Retype the records below exactly as they stand, omitting the pictures.
Start of Dataset records
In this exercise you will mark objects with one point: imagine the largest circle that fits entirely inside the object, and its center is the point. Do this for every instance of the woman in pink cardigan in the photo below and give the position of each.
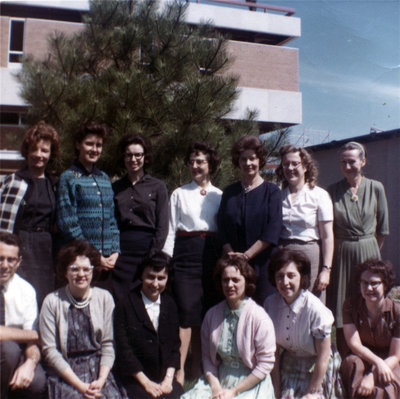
(238, 339)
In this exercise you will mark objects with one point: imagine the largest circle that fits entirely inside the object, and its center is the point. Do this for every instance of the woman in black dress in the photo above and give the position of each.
(28, 207)
(147, 336)
(141, 205)
(250, 214)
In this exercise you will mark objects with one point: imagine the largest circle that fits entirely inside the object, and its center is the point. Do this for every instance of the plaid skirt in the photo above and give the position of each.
(296, 374)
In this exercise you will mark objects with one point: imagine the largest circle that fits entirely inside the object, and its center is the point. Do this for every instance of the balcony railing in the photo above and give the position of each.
(253, 6)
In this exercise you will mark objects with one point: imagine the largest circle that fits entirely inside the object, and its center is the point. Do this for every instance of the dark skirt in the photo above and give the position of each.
(37, 265)
(135, 245)
(194, 261)
(263, 288)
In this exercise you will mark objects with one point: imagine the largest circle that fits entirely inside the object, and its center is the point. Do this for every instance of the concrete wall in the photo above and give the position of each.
(263, 66)
(383, 164)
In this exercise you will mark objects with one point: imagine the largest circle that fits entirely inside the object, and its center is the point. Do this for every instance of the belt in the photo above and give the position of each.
(36, 229)
(183, 233)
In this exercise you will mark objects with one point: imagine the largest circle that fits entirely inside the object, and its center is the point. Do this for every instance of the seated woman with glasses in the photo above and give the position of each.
(371, 326)
(76, 329)
(141, 205)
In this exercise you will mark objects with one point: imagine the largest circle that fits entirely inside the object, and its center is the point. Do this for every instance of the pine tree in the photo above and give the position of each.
(139, 68)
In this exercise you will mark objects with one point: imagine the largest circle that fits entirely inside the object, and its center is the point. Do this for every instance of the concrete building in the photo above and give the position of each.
(267, 70)
(383, 164)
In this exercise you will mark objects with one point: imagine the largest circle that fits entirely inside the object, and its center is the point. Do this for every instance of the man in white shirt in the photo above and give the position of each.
(20, 371)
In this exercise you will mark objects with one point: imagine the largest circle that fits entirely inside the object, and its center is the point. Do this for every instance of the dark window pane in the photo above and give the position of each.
(9, 118)
(17, 36)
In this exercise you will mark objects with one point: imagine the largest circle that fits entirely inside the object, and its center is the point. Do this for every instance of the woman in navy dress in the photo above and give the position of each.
(250, 214)
(28, 207)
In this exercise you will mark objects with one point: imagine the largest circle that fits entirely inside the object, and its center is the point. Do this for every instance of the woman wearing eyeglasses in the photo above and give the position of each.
(371, 326)
(76, 329)
(307, 215)
(191, 242)
(141, 205)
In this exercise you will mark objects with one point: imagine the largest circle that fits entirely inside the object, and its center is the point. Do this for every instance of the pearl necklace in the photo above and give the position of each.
(74, 302)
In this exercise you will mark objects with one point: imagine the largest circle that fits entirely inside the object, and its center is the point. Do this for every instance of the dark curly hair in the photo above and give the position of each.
(71, 251)
(129, 139)
(41, 131)
(157, 262)
(11, 239)
(284, 256)
(307, 161)
(244, 268)
(249, 143)
(208, 150)
(382, 267)
(99, 129)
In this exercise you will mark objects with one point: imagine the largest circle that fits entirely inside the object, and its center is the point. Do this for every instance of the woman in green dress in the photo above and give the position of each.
(361, 221)
(237, 339)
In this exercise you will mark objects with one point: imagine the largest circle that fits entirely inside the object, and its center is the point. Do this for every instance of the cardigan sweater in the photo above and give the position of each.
(255, 339)
(53, 326)
(85, 209)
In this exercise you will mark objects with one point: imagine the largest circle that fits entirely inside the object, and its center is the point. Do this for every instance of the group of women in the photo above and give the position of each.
(125, 233)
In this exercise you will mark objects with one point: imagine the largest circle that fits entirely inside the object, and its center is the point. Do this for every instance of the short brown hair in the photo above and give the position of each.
(244, 268)
(382, 267)
(249, 143)
(41, 131)
(137, 139)
(71, 251)
(307, 161)
(284, 256)
(208, 150)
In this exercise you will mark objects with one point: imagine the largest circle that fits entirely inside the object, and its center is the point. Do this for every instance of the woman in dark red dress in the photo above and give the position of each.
(371, 326)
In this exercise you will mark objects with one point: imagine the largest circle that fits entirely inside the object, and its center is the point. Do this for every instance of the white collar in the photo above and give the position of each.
(148, 302)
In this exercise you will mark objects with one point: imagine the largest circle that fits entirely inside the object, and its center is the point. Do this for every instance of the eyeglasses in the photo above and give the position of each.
(75, 269)
(372, 284)
(11, 261)
(294, 164)
(137, 155)
(199, 162)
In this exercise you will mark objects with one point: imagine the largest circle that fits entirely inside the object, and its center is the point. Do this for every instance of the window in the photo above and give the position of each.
(16, 40)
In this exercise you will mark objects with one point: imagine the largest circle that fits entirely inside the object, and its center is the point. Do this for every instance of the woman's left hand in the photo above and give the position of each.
(322, 280)
(311, 396)
(109, 261)
(166, 386)
(225, 394)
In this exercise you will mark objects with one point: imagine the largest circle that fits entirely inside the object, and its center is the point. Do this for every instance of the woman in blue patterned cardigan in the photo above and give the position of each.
(85, 205)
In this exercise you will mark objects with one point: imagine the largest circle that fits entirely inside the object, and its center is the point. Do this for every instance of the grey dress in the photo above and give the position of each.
(84, 359)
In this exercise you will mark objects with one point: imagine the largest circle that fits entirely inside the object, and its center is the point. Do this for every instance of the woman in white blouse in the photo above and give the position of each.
(305, 365)
(307, 214)
(191, 242)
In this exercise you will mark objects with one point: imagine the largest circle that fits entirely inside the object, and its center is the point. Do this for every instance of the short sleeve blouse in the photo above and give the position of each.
(298, 324)
(376, 338)
(300, 216)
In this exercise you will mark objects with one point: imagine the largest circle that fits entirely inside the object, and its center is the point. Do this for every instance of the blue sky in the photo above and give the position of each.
(349, 67)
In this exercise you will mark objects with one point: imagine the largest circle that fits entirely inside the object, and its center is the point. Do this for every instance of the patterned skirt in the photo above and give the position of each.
(296, 374)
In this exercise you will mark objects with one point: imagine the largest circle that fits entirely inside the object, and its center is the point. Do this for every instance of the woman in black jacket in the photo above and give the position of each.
(146, 330)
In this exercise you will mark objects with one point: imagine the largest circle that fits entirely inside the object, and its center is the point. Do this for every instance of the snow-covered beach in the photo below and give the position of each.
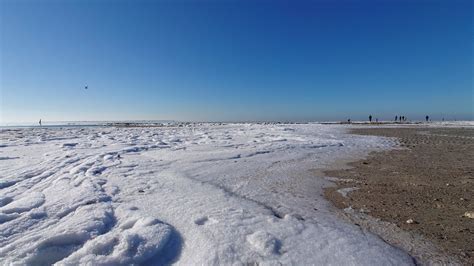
(201, 194)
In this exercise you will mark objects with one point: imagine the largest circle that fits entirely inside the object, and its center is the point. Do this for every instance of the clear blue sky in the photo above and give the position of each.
(235, 60)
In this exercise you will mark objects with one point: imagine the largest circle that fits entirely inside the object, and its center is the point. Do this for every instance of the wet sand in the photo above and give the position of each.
(429, 180)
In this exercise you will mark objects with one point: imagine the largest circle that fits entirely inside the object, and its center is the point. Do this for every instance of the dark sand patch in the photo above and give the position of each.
(430, 180)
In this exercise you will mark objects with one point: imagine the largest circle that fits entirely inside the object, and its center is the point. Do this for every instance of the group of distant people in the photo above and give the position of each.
(398, 118)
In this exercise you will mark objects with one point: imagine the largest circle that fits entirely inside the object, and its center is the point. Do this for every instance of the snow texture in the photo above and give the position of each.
(201, 194)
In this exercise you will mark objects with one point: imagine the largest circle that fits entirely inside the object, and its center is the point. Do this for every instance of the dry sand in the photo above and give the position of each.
(429, 180)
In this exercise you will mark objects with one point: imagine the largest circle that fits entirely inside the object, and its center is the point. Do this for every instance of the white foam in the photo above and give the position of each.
(200, 194)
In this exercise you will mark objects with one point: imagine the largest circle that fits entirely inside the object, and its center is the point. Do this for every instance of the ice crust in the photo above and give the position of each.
(197, 195)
End of Dataset records
§ Response box
In this exercise you will mark objects with one point: imagine the largest circle that fits entirely inside the object, and its center is the point. Do this for every instance of the woman in pink cardigan in the photo below and give the position of each.
(238, 339)
In this exercise you will mark objects with one point: imagine the largest circle that fits entirely inside the object, and its center is the point. Do this for every instance of the woman in black dress in the photo above and give the position of each.
(28, 207)
(147, 336)
(141, 205)
(250, 214)
In this exercise you will mark objects with one point: imagine the largest circle that fits entirely inside the object, and its center is the point. Do this for every instance of the plaid skirt in the photo above and give the position of each.
(296, 374)
In this exercise you will mark objects with one point: imagine the largest circle that fits entirely inside the object, and its center is the point. Do this for every instance of the balcony railing in the photo above and give the position of each.
(253, 6)
In this exercise you will mark objects with one point: imagine the largest circle that fits entirely inside the object, and its center is the point. Do this for every instance of the dark skirt in the photo above and give the position of each.
(37, 265)
(135, 245)
(194, 261)
(263, 288)
In this exercise you will mark objects with one point: imagine the largest circle that fits entirely inside the object, and its center is the point. Do this for every instance of the concrete wall in the photo above and give the position of each.
(263, 66)
(383, 164)
In this exercise you will mark objects with one point: imagine the largest circle that fits entirely inside the object, and its center is the point. Do this for every instance of the belt in the photo above and give the position of each.
(36, 229)
(183, 233)
In this exercise you will mark objects with one point: imagine the largest circle that fits entirely inside the object, and its center is the point. Do this for every instance of the seated woman with glasses in the photo above and give the position of each.
(371, 326)
(76, 329)
(141, 205)
In this exercise you will mark objects with one point: imagine the largest circle that fits entirely inside the object, and its center is the point. Do this for every instance of the pine tree in the photo above and give the position of each.
(139, 68)
In this exercise you will mark objects with one point: imagine the largest circle that fits entirely inside the object, and its center is the point. Do this for every instance of the concrete building in the photo above and give the position of each.
(267, 70)
(383, 164)
In this exercise you will mark objects with one point: imagine the largest circle that fits entirely inside the object, and its center is the point. Do this for every instance of the man in white shirt in the photo above and give the position of each.
(20, 371)
In this exercise you will mark objects with one point: imagine the largest circle that fits entirely inside the object, and its center is the point. Do this for every instance of the dark window pane in the photo above and give the position of each.
(9, 118)
(17, 36)
In this exercise you will mark objects with one point: imagine the largest circle that fits entirely inside the object, and its center is the point. Do this for every instance of the woman in navy dress in the photo above and give the position of each.
(250, 214)
(28, 207)
In this exercise you will mark objects with one point: imagine the largest circle that fits entirely inside the object, and its center is the point. Do this for every instance of the woman wearing eyeglasses in the photo above and give the position of each.
(371, 326)
(76, 329)
(307, 215)
(191, 242)
(141, 205)
In this exercise you will mark objects with one point: imagine the largest circle that fits entirely inside the object, and its center is the point. Do this for every instance of the pearl necklace in the photo above and give the position of each.
(74, 302)
In this exercise you will mark objects with one point: imagine the largest circle that fits entirely inside the object, and its center is the point. Do this for every instance of the dark curly hair in the photo above and give the position of each.
(71, 251)
(129, 139)
(41, 131)
(157, 262)
(11, 239)
(284, 256)
(307, 161)
(244, 268)
(249, 143)
(208, 150)
(382, 267)
(99, 129)
In this exercise you will mark objects with one point: imagine the largest circle that fits entirely inside the object, and its center is the point. Do this for every instance of the woman in green dress in the photo above and give the position of each.
(361, 221)
(237, 339)
In this exercise you will mark objects with one point: imagine the largest circle that fits entirely inside the object, and its center is the point. Do this for every instance of the cardigan sweater in the photo above and give the position of each.
(255, 339)
(53, 326)
(85, 209)
In this exercise you will mark objects with one point: imagine the largest circle that fits entirely inside the object, and its center is the point. Do this for every instance of the group of women in the photo above and give the position of each.
(125, 233)
In this exercise you will mark objects with one point: imagine the largest circle that fits entirely inside the object, and its center is the point. Do this for every instance of the short brown hair in the photo above and give the position of each.
(244, 268)
(382, 267)
(249, 143)
(41, 131)
(137, 139)
(71, 251)
(307, 161)
(284, 256)
(208, 150)
In this exercise you will mark objects with one point: imagine the largest circle that fits entirely inside the object, and its center is the point. Do this for every instance of the woman in dark red dress in the photo above and give the position of each.
(371, 326)
In this exercise you will mark objects with one point: imagine the largest circle that fits entirely inside the object, and its center is the point. Do this for every instance of the white collar in the photo above and give the position of each.
(148, 302)
In this exercise you will mark objects with one point: imagine the largest circle that fits entirely inside the object, and its center is the point. Do this for every instance of the eyeglasses in the photo above and give the position of each.
(75, 269)
(372, 284)
(11, 261)
(294, 164)
(137, 155)
(199, 162)
In this exercise you will mark objects with one point: imagine the largest circle that fits entirely inside the object, and its center is the point. Do this for every instance of the window in the photo above and give the position of each.
(16, 40)
In this exercise you will mark objects with one point: imagine the largest circle that fits entirely inside the object, and its center is the point. Do this for every instance of the woman's left hand in the photo above and give the position of each.
(322, 280)
(311, 396)
(109, 261)
(166, 386)
(225, 394)
In this exercise you will mark objects with one point: imagine the largest circle that fits entirely inside the object, and its center is the point. Do this for every instance of the woman in blue patterned cardigan in the photo above and give the position of each.
(85, 205)
In this exercise you will mark objects with one point: imagine the largest circle that fits entirely inside the object, and its center is the point. Do this for every instance of the grey dress in the photo above and give the position of each.
(84, 359)
In this exercise you will mark objects with one point: imagine the largest circle that fits entirely inside the object, and its center is the point. Do this for every instance of the woman in white blouse in the photo above and give the position of each.
(305, 365)
(307, 214)
(191, 242)
In this exercise you will mark objects with one point: imagine the largest circle that fits entirely inside the object, and its center is the point. Do this for every instance of the short sleeve blouse in the photo above and give the position of each.
(298, 324)
(376, 338)
(300, 216)
In this exercise you will mark objects with one point: imagine the largest circle that fits entirely inside the object, and its center is the point. Do this for every instance of the blue sky in the photo above and give the position of each.
(349, 67)
In this exercise you will mark objects with one point: imagine the largest circle that fits entirely inside the object, and its center is the point. Do this for every instance of the patterned skirt in the photo above and give the position of each.
(296, 374)
In this exercise you will mark objects with one point: imagine the largest circle that fits entirely inside the object, and its center is the point. Do this for every instance of the woman in black jacket in the photo above and give the position of each.
(146, 330)
In this exercise you will mark objects with one point: imagine the largest circle that fits entirely inside the object, and its center is the point. Do this for every instance of the snow-covered beach in the photo below and give the position of each.
(201, 194)
In this exercise you will mark objects with one point: imagine the largest circle that fits entirely inside the object, and its center is the point. Do this for every instance of the clear blue sky in the photo above and give the position of each.
(235, 60)
In this exercise you will mark objects with one point: imagine the largest circle that fits entirely inside the object, and its center is the point. Do this for every instance of the wet sand in the photo above and give the position of each.
(429, 180)
In this exercise you will mark objects with one point: imagine the largest circle that fits entirely inside the object, and its center is the point. Do this for every instance of the dark sand patch in the photo above and give the position of each.
(430, 180)
In this exercise you will mark objects with one point: imagine the largest circle that fits entirely inside the object, and its center is the point. Do this for every instance of the group of distant people in the photo above and give the position of each.
(398, 118)
In this exercise you will mark objects with one point: imagine the largest circle that fits entirely inside the object, and its center is the point. Do this for every instance of the snow texture in the photo above and give the position of each.
(201, 194)
In this exercise you will mark objects with one point: imagine the largest circle that fits entirely inside the object, and its center is the point. Do this for every instance of the dry sand in the photo above and give the position of each.
(429, 180)
In this exercise you will mark objects with one point: imagine the largest circle that fits entirely inside the object, and its center is the point. Do this for every instance of the white foam in the photo above and give the position of each.
(200, 194)
In this exercise you will mark objects with one point: imagine the largest circle that fits entirely inside the object, and its center is the point. Do this for every instance of the ice crust in the photo above and give the position of each.
(197, 195)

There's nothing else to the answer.